Task statement
Reproduce the records below exactly from their first line through the line containing "Target: van tire", omitting all pictures.

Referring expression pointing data
○ ○ ○

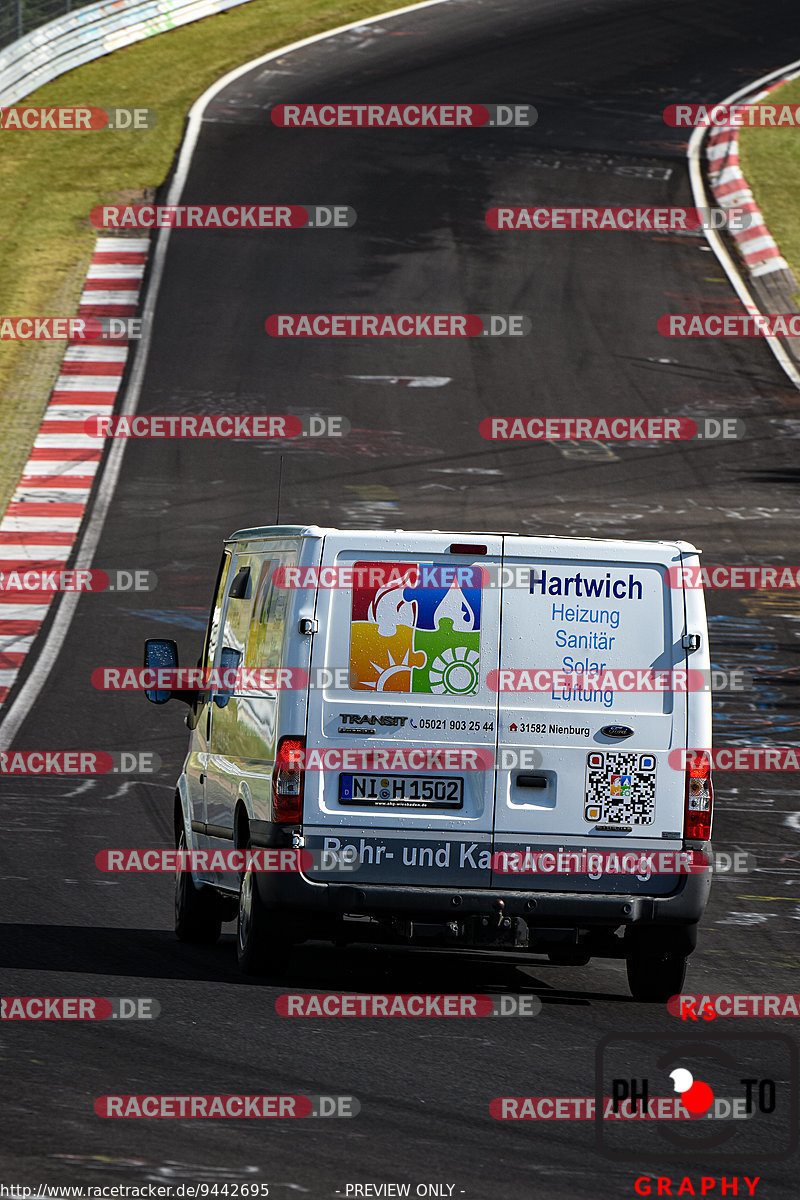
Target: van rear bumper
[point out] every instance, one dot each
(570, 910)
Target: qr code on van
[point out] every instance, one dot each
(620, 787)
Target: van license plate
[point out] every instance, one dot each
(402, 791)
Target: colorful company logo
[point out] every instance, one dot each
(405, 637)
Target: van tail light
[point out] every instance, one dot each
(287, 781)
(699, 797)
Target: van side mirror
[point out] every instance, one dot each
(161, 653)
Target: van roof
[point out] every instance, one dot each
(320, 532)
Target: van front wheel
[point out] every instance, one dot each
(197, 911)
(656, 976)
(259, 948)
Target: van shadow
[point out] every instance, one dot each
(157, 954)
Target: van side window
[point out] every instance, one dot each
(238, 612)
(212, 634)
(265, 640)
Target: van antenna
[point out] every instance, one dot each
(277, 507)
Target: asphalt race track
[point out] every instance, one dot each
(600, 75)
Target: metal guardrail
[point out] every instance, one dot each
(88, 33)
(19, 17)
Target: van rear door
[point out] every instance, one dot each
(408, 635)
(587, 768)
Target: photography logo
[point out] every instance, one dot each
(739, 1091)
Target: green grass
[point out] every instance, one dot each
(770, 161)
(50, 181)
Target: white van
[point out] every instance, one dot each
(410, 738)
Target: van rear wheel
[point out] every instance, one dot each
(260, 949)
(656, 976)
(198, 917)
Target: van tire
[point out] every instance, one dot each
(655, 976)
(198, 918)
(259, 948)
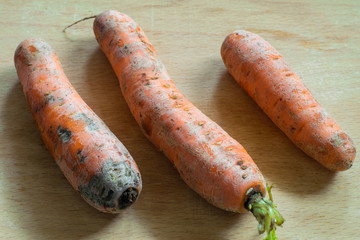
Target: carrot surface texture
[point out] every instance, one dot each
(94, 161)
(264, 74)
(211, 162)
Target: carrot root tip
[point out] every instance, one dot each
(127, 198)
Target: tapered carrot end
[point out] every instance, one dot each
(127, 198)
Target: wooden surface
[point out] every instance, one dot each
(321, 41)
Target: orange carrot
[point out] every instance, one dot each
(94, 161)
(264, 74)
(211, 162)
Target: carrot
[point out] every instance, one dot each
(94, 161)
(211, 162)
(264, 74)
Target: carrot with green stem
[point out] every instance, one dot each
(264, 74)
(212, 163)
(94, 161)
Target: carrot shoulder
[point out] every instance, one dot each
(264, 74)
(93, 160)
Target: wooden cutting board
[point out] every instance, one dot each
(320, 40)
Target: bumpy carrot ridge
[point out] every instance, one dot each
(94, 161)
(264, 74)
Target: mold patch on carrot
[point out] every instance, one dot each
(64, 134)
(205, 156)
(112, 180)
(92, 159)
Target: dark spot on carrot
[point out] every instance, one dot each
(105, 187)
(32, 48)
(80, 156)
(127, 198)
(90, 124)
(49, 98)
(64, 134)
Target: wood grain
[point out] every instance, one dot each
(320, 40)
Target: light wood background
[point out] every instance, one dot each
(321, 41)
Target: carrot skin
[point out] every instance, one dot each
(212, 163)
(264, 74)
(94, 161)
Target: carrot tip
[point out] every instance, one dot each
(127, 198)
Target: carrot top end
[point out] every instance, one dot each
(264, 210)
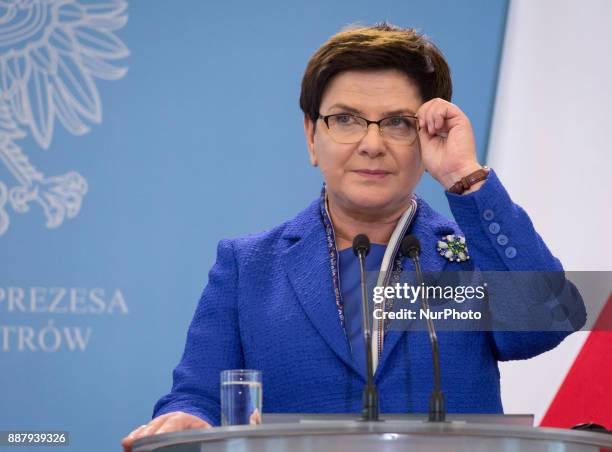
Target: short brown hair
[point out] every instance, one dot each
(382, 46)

○ ○ ○

Finished exercise
Target: van rear bumper
[point out] every instance, one dot each
(570, 910)
Target: qr code on van
[point out] every instance, one dot each
(620, 787)
Target: van license plate
[point out] every instance, one dot each
(402, 791)
Target: colorful company logo
[point out] every instance, one dot each
(405, 637)
Target: van tail light
[point out] every instance, one dot each
(287, 781)
(699, 797)
Target: van side mirror
[point out] every instance, one dot each
(161, 653)
Target: van roof
[point out] every instance, one dot each
(320, 532)
Target: van front wheel
[point out] every instance, one dot each
(197, 911)
(656, 976)
(259, 948)
Target: van shadow
[point out] every instance, one dot each
(157, 954)
Target: van side window
[point out] every instance, one dot each
(238, 612)
(212, 634)
(265, 640)
Target: van antenna
[point out] every instance, one dot each
(277, 507)
Target: asphalt race track
[point out] every instance, one dot each
(600, 75)
Target: metal guardrail
[point out] every instance, one dot each
(88, 33)
(19, 17)
Target: van rear door
[point out] every instance, one dot each
(408, 635)
(587, 768)
Target: photography logo
[point out] every instance, one dot each
(739, 1091)
Target: green grass
[point out] every instance, one dot each
(770, 161)
(50, 181)
Target: white van
[point out] every instance, one dot each
(410, 738)
Target: van rear wheel
[point out] every instance, one dot each
(260, 949)
(656, 976)
(198, 917)
Target: van tire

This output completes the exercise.